● YOUR GOAL
Your answer should consist only of the records, copied exactly, with the images removed.

**** EXERCISE DATA

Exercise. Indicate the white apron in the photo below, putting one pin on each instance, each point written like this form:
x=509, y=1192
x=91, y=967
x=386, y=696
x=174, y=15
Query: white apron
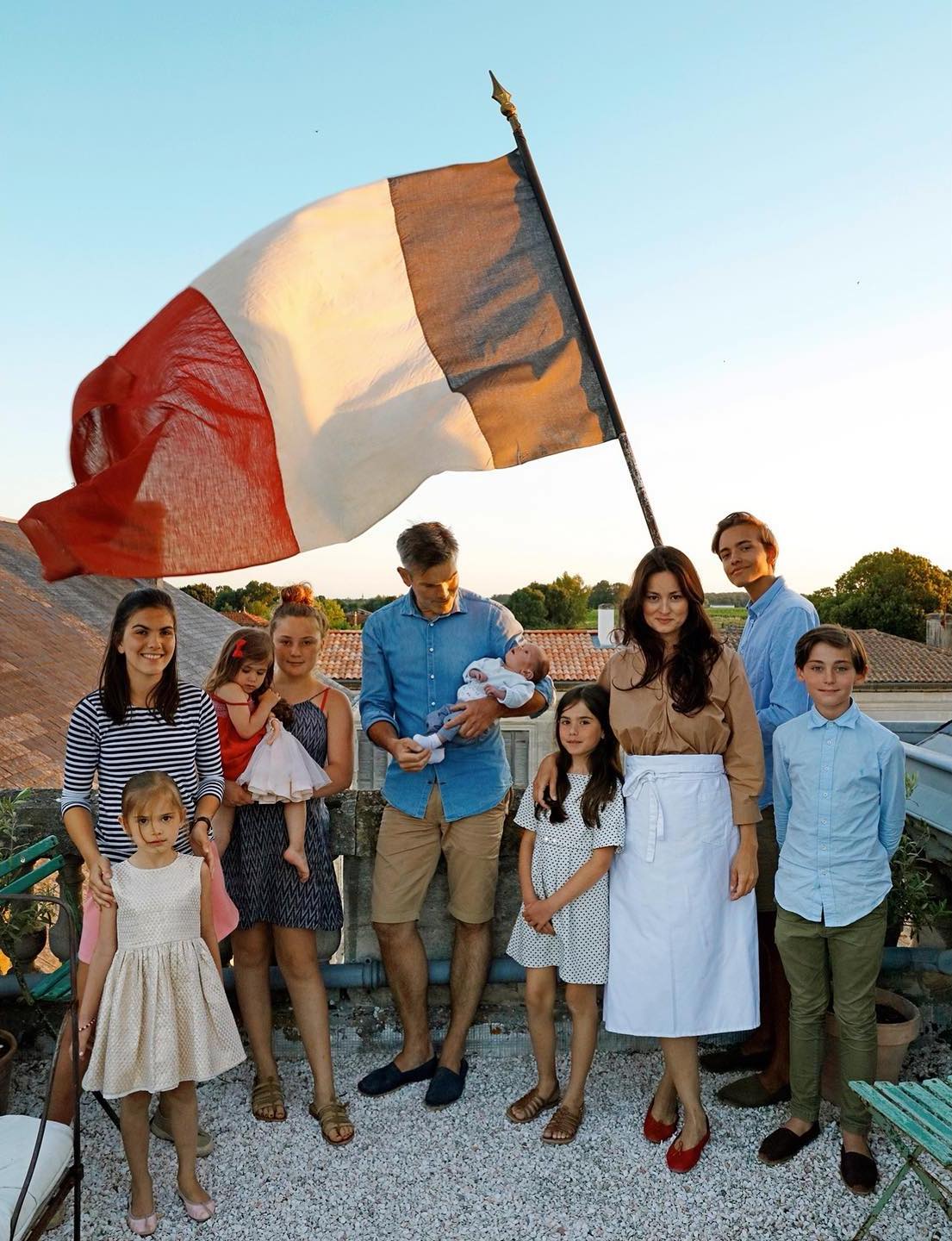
x=683, y=956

********

● EXERCISE RESPONSE
Exercise. Indicate the white apron in the photo below, putting one pin on each instance, each point written like this form:
x=509, y=1192
x=91, y=967
x=386, y=696
x=174, y=15
Query: white apron
x=683, y=956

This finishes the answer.